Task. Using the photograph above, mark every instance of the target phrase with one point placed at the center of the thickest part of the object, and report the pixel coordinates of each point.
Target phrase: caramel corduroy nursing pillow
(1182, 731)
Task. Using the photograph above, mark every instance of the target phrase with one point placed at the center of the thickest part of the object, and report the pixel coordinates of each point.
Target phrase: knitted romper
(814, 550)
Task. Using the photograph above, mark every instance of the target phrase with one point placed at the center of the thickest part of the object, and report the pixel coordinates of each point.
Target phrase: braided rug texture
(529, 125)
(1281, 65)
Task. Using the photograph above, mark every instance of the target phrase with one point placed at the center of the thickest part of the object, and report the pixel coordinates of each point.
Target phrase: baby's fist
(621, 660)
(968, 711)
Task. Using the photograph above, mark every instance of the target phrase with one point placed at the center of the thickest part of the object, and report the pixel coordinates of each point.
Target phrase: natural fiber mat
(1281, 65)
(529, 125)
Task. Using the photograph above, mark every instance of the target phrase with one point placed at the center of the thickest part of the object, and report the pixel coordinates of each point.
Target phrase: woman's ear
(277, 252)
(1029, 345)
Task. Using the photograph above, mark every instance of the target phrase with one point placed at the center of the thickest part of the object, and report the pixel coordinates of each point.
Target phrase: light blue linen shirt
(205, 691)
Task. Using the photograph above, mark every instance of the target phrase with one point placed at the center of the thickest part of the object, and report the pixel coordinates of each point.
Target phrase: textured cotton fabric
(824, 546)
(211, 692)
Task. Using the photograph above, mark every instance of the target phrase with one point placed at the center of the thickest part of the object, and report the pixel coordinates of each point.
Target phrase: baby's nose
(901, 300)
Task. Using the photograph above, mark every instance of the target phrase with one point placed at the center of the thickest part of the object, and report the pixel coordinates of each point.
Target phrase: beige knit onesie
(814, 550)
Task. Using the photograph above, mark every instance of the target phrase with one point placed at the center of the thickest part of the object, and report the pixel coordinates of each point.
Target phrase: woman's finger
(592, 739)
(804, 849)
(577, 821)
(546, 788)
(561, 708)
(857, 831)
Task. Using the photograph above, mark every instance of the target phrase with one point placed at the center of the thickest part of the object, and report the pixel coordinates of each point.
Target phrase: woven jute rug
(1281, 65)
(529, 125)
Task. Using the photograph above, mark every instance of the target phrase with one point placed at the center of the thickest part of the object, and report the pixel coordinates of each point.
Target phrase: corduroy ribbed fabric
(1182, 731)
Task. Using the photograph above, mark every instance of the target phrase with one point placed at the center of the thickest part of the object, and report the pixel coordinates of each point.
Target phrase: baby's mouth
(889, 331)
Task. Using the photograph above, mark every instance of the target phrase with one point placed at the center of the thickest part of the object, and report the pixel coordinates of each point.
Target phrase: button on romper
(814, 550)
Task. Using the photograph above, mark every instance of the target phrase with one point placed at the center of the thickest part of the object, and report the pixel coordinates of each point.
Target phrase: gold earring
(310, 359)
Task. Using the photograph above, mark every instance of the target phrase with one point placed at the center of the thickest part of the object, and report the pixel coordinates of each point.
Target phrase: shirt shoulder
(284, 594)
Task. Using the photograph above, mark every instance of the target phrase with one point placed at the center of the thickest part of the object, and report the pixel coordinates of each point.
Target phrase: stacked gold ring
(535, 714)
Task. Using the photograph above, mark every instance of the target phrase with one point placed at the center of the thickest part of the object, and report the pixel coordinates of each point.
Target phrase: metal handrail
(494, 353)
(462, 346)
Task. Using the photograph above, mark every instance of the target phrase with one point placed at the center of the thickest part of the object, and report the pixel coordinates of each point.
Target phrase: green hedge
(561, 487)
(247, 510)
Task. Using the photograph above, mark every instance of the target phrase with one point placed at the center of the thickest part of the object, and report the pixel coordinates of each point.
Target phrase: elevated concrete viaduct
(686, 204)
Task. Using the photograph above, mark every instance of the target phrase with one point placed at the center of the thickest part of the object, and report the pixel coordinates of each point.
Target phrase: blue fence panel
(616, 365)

* **Instructions for the task**: Report how many lines of the records above contain the string "fabric", treating uppercase and lowercase as distinct. Give only the number.

* **Completed exercise**: 2